Start of MATERIAL PROVIDED

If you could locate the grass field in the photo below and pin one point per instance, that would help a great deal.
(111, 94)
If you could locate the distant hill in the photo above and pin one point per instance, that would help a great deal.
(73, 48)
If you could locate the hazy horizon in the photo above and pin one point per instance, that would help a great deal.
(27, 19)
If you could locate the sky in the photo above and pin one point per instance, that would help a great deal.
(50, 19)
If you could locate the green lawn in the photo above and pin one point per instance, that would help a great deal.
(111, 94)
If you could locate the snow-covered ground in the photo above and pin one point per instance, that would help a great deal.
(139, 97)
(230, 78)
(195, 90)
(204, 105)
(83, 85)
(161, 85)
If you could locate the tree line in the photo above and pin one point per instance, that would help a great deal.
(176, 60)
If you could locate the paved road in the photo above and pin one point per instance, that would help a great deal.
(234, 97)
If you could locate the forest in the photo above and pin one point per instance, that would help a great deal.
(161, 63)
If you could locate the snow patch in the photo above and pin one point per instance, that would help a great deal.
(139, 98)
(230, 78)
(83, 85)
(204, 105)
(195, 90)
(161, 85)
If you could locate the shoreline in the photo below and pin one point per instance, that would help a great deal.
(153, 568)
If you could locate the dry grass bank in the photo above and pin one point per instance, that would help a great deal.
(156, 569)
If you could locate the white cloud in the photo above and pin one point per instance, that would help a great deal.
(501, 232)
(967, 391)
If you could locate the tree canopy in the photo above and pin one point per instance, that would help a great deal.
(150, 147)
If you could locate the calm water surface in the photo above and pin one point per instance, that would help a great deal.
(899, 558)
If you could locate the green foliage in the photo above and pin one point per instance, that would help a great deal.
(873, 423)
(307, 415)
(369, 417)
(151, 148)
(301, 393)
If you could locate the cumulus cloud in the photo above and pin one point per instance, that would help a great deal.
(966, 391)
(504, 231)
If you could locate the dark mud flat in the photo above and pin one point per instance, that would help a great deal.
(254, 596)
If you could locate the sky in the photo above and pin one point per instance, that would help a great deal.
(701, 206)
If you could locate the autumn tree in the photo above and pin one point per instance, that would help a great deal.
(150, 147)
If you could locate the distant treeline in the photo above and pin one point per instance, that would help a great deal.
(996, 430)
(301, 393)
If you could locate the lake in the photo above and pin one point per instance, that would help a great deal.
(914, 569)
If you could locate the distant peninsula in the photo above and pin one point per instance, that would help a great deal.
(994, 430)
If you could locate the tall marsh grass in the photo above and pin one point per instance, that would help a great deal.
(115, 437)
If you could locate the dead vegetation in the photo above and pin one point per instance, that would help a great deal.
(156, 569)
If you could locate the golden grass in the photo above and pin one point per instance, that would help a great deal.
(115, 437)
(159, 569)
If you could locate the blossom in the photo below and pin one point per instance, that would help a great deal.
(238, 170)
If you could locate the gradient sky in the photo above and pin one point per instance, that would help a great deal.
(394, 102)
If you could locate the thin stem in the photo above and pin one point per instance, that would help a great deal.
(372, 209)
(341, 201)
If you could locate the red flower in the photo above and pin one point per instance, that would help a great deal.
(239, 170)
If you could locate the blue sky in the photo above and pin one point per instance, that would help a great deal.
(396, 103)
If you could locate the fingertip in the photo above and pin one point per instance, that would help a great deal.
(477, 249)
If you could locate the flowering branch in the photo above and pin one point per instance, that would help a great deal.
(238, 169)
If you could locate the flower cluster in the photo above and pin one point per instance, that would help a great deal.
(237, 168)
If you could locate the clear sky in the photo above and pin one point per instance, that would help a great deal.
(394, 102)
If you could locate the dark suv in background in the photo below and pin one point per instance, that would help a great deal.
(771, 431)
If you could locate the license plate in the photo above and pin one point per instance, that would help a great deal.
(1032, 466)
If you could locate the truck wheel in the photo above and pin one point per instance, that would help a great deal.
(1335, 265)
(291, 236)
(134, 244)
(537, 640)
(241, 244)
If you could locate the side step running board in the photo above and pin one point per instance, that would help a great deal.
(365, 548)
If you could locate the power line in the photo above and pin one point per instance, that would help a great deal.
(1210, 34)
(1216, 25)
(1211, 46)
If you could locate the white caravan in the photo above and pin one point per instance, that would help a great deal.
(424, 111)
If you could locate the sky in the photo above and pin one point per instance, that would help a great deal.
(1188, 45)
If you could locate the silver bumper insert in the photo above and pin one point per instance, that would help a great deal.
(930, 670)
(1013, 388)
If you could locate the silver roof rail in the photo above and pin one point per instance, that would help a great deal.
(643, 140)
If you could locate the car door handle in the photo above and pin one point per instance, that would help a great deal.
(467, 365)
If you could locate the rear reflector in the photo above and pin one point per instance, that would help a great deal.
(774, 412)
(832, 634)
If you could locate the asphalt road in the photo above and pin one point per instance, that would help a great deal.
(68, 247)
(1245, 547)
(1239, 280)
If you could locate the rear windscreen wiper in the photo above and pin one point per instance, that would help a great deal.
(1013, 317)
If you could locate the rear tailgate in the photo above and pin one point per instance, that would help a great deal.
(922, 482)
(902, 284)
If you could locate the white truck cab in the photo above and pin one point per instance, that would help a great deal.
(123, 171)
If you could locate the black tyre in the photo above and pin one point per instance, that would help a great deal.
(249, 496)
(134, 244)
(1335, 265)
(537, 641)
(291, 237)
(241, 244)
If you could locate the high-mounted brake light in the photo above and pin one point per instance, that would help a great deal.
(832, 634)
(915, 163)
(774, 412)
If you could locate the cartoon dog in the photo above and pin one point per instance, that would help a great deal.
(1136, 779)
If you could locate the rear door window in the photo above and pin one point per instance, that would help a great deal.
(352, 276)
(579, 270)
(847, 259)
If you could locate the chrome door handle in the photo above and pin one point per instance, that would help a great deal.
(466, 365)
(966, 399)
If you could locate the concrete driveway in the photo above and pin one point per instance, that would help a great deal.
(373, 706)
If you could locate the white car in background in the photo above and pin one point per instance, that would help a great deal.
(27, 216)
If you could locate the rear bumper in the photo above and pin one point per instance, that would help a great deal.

End of MATERIAL PROVIDED

• _PROBLEM DESCRIPTION_:
Give back the lines of the listing from the one with "If you could locate the high-mounted" through the end, both included, exactly as written and with nothing added.

• _RIGHT ANSWER_:
If you could locate the high-mounted brake light in the photo above and pin one point per instance, that would help a great deal.
(832, 634)
(915, 163)
(774, 412)
If you could locate the cartoon dog in the photo above and pin one point per instance, that would help a great deal.
(1136, 779)
If you could locate the rear door window in the photo above and pin one point per instance, that would help a great deal.
(352, 276)
(579, 270)
(847, 259)
If you could locate the chrome door handle in the photo above and pin one point per instance, that would help a great deal.
(466, 365)
(966, 399)
If you could locate the concrete driveway in the photo above and pin one point per instance, that would help a great deal.
(373, 706)
If you could locate the white car in background in the photo above and pin one point per instance, that would help a great deal.
(27, 216)
If you could locate the rear bumper in the photo above and pin one point per instance, that would help a great deal.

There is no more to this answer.